> _Problem description_: All entries below are to be copied precisely as they appear.

Point-per-instance localization data:
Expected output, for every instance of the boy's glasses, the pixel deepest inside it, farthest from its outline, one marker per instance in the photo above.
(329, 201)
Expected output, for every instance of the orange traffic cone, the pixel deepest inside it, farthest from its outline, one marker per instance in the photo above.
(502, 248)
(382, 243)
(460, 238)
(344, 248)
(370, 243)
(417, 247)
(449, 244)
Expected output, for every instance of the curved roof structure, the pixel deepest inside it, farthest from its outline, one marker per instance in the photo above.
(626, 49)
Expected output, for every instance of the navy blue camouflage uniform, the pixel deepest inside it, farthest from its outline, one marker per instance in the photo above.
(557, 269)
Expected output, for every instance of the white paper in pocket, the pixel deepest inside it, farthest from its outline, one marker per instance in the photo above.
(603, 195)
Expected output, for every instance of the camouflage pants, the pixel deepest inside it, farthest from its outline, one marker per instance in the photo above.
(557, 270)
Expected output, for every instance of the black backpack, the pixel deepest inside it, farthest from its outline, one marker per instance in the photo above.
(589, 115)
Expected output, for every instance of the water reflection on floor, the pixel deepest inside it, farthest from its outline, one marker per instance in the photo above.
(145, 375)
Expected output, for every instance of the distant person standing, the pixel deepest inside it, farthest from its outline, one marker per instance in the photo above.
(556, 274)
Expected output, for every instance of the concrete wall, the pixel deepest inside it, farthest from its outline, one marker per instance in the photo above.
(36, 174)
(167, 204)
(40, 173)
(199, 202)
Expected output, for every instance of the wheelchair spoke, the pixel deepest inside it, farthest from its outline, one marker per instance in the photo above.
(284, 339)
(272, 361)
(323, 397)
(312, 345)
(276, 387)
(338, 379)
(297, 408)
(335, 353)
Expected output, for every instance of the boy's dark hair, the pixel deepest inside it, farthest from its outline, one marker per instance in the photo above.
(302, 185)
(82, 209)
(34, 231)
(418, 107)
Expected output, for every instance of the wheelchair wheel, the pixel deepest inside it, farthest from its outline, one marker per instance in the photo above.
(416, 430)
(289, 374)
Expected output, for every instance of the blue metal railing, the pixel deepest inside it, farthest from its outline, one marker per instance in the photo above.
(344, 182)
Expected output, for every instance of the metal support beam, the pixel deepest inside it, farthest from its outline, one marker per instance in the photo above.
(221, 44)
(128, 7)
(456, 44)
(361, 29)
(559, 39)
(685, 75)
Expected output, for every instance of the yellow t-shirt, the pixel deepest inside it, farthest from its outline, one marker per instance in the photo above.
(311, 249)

> _Response to the exercise_:
Expected output, for every instance of the boy's glasses, the pixel deepest inside it, farthest from its outline, one marker per instance in the photo above.
(329, 201)
Expected output, for every instance of the orange traffic cone, the pixel deepest inside it, farthest from its outline, one marker per instance in the photo above.
(502, 248)
(382, 243)
(460, 238)
(344, 248)
(370, 243)
(417, 247)
(449, 244)
Expected output, for every instance of the curved roof structure, the pixel deepest inside it, farthest from its outline, one marker per instance in the photo above.
(626, 49)
Expected output, for every instance of the navy blue camouflage uniform, the pixel deepest inside it, farthest from its outline, one marker per instance in the photo above.
(557, 269)
Expected output, for every instance of the white paper in pocket, the pixel deepest inside it, farthest from its outline, one marker per instance in the photo above.
(603, 195)
Expected output, for every instance of the camouflage pants, the pixel deepest inside it, farthest from its outline, one marker per instance in the photo above.
(557, 270)
Expected output, for every instance of the black backpack, the pixel deepest inside it, farthest from its outline, one marker per instance in the photo above.
(589, 115)
Expected output, for every instance of the water reflection on floor, the pixel deepest inside it, farthest from its outline, one marker per instance in the photo above.
(145, 375)
Expected output, for every instance of the distant person standing, the pixel deepest inside it, farthest from its outline, one marker per instance in the photo above.
(556, 274)
Expected output, for every instance of the concrete wall, the pixel deepest inside it, farthest from its outline, one marker per instance in the photo above.
(36, 174)
(167, 204)
(40, 173)
(199, 202)
Expected output, for every instance of the wheelchair spoke, the pixel deepest inside it, farthest from its outline, one marker per instance in the photo above.
(284, 339)
(272, 361)
(323, 397)
(312, 345)
(276, 387)
(338, 379)
(297, 408)
(335, 353)
Expected output, for every instance of the boy's dark hair, the pixel deepest inside it, farthest from its outline, one marker per instance in the photo above.
(302, 185)
(82, 209)
(34, 231)
(418, 107)
Expected output, for every instance of the wheelchair wheel, the pixel deepest inside it, farthest from its outline, one marker per instance in the photo above.
(416, 430)
(289, 374)
Expected output, for every instance of the blue metal railing, the pixel deepest inside it, farthest from its outline, one marker per instance in the photo above.
(344, 182)
Expected output, for every instance of the metal support beam, the pixel deepest inside it, farthest from its outline, one marker per instance in the photo above.
(221, 44)
(128, 7)
(456, 44)
(361, 29)
(559, 39)
(685, 75)
Expected output, for every instance of the yellow t-shirt, the pixel deepest inside it, farthest from its outline, one marker per instance in the photo above.
(311, 249)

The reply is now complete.